_Document text:_
▼

Keith Vaughan (1912-1977)

Born in Selsey, Vaughan attended Christ’s Hospital school. He was employed in an advertising agency until the war when, as an intending conscientious objector, he joined the St John’s Ambulance; in 1941 he was conscripted into the Non-Combatant Corps. Vaughan was self-taught as an artist. His first exhibitions took place during the war. In 1942 he was stationed at Ashton Gifford, near Codford in Wiltshire.

Also during the war Vaughan formed friendships with the painters Graham Sutherland and John Minton, with whom he shared a studio after demobilisation in 1946. Through these contacts he formed part of the neo-romantic circle of the immediate post-war period. However, Vaughan rapidly developed an idiosyncratic style which moved him away from the neo-romantics. Focusing on male figures, his work became increasingly abstract.

Vaughan taught at the Camberwell College of Art, the Central School of Art and latterly at the Slade School.

▲

_What you will do:_
1. For each statement, say whether it agrees with the Keith Vaughan biography, answering yes or no and quoting the deciding words: (a) Vaughan received formal training as an artist. (b) In 1942 Vaughan was stationed near Codford in Wiltshire. (c) Vaughan's work focused on female figures.
2. Duplicate the stretch of the Keith Vaughan biography from "Keith Vaughan (1912-1977)" through "Codford in Wiltshire.".
3. List every school where, according to the Keith Vaughan biography, Vaughan taught.
The items after this point are not needed for anything asked about the Keith Vaughan biography.

_Given data:_
▼

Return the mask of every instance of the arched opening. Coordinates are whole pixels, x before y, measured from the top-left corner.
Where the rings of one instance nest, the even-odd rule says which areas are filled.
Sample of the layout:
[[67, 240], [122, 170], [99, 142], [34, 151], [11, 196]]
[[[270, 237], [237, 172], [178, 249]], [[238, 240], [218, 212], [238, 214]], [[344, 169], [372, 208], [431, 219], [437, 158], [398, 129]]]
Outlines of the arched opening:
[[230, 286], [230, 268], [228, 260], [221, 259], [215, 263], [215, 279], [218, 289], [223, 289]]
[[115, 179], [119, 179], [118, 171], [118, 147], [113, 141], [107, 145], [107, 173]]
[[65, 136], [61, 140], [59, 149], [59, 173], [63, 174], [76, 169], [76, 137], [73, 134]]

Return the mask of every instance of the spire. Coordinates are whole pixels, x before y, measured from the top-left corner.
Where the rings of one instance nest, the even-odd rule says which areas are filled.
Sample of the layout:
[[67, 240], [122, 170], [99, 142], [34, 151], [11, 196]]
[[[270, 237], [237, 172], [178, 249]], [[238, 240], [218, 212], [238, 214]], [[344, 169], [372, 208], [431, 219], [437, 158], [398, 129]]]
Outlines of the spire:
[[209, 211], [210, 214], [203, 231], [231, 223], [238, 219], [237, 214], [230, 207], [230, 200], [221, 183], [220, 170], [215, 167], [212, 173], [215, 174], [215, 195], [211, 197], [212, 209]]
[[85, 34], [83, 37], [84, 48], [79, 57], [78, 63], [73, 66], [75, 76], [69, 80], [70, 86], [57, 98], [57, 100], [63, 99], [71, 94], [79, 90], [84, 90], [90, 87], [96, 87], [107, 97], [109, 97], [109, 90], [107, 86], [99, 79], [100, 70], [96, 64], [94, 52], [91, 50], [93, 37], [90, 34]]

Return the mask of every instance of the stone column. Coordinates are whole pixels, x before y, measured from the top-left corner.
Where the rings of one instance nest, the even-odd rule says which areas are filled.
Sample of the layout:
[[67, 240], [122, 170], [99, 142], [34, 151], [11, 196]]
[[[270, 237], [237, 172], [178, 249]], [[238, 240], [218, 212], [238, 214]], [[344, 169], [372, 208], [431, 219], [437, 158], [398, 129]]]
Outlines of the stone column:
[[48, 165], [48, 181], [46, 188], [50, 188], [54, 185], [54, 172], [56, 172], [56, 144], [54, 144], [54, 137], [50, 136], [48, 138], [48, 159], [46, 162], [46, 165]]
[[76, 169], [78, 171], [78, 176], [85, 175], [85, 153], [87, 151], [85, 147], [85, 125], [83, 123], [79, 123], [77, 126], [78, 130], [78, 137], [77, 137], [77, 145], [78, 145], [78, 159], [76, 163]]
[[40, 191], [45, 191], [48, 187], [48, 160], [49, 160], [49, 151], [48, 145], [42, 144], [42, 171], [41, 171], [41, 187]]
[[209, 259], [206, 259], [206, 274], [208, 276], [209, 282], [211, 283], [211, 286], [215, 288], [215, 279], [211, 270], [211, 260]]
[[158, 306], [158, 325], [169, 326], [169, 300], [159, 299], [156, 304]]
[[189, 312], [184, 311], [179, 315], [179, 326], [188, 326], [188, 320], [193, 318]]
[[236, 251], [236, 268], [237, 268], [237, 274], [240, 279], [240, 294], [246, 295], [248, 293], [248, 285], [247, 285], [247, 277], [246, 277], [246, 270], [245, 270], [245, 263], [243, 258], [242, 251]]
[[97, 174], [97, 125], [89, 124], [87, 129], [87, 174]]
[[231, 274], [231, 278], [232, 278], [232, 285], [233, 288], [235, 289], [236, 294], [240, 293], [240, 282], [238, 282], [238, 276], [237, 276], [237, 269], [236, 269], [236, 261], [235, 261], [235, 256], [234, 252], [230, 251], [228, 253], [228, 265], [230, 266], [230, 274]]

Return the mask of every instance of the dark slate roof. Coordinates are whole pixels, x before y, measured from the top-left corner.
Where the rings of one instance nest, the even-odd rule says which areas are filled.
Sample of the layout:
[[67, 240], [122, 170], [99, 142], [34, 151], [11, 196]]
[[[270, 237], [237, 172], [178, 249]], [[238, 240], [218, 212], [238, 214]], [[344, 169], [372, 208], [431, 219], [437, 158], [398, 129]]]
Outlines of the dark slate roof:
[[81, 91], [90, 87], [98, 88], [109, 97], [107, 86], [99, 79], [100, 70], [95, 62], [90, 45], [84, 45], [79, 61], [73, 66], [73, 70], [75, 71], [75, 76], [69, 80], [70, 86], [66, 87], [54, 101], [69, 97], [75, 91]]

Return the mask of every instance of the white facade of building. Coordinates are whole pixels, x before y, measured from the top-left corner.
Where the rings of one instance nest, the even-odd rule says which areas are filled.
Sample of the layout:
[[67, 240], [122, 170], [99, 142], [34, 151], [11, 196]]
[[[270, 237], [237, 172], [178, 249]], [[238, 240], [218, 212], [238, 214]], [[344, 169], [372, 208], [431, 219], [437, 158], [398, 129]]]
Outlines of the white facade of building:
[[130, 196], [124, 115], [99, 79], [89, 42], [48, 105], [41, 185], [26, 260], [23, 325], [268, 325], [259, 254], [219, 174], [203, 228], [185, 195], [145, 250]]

▲

_Your responses:_
1.
(a) No: "Vaughan was self-taught as an artist."
(b) Yes: "In 1942 he was stationed at Ashton Gifford, near Codford in Wiltshire."
(c) No: "Focusing on male figures, his work became increasingly abstract."

2.
Keith Vaughan (1912-1977)

Born in Selsey, Vaughan attended Christ’s Hospital school. He was employed in an advertising agency until the war when, as an intending conscientious objector, he joined the St John’s Ambulance; in 1941 he was conscripted into the Non-Combatant Corps. Vaughan was self-taught as an artist. His first exhibitions took place during the war. In 1942 he was stationed at Ashton Gifford, near Codford in Wiltshire.

3.
Camberwell College of Art
Central School of Art
Slade School